The exercise:
Count the lines in the records below that contain the word "white" and reply with that number alone.

Material to process:

** BEGIN **

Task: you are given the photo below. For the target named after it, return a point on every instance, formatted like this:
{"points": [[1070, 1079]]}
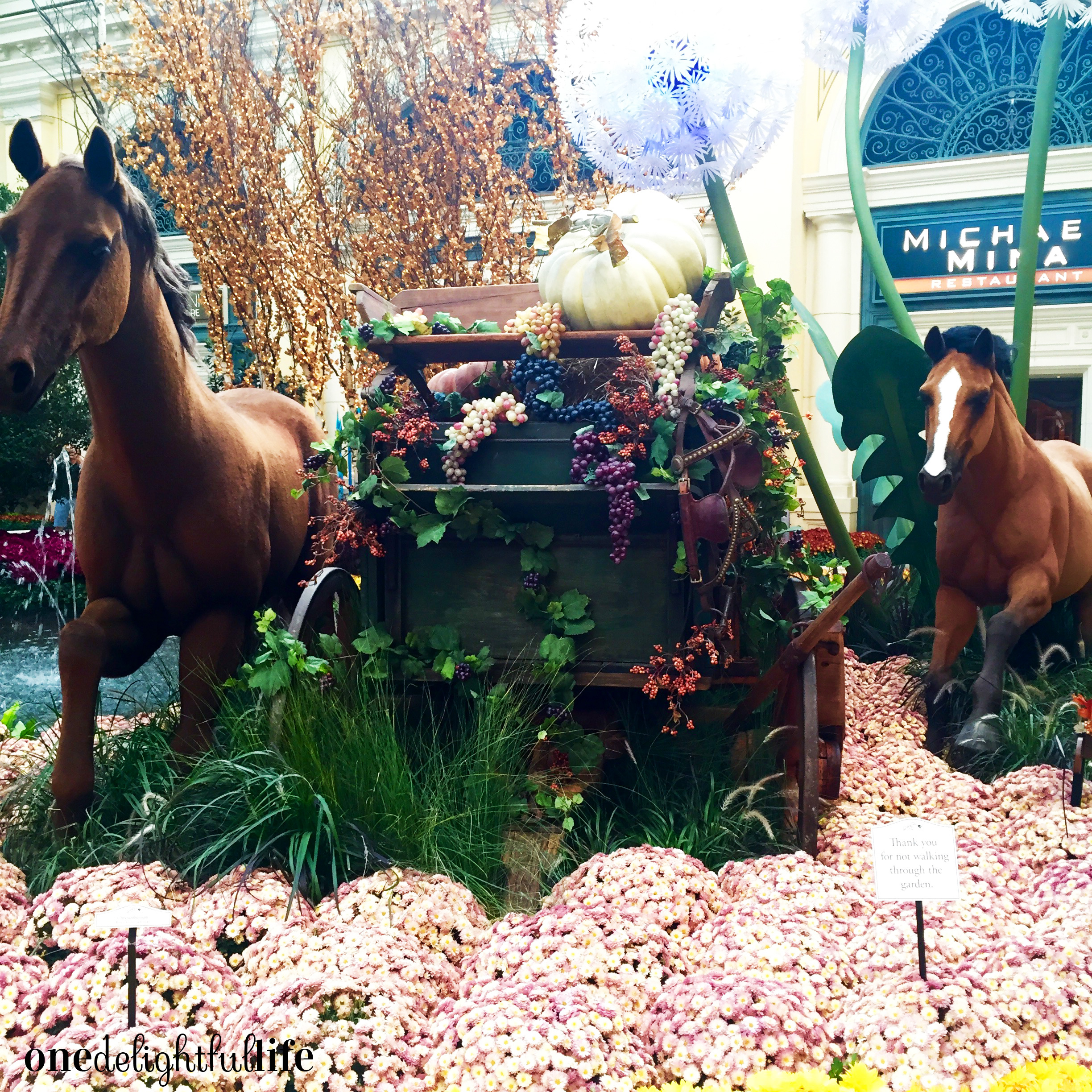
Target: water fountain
{"points": [[29, 637]]}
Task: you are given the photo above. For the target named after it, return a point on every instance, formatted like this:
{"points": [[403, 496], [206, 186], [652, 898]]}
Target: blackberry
{"points": [[600, 413], [544, 375]]}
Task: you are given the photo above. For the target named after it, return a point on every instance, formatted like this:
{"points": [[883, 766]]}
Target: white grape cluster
{"points": [[544, 321], [480, 421], [673, 340]]}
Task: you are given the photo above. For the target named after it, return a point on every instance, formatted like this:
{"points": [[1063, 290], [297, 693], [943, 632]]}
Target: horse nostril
{"points": [[22, 376]]}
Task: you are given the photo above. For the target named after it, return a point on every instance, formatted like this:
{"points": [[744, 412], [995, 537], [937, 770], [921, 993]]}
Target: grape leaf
{"points": [[428, 529], [575, 605], [538, 534], [580, 626], [394, 470], [449, 501]]}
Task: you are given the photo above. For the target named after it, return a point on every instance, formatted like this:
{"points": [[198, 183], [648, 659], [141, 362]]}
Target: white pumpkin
{"points": [[666, 258]]}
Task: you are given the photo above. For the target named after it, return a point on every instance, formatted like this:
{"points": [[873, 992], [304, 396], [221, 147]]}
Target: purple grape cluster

** END **

Answer to the task:
2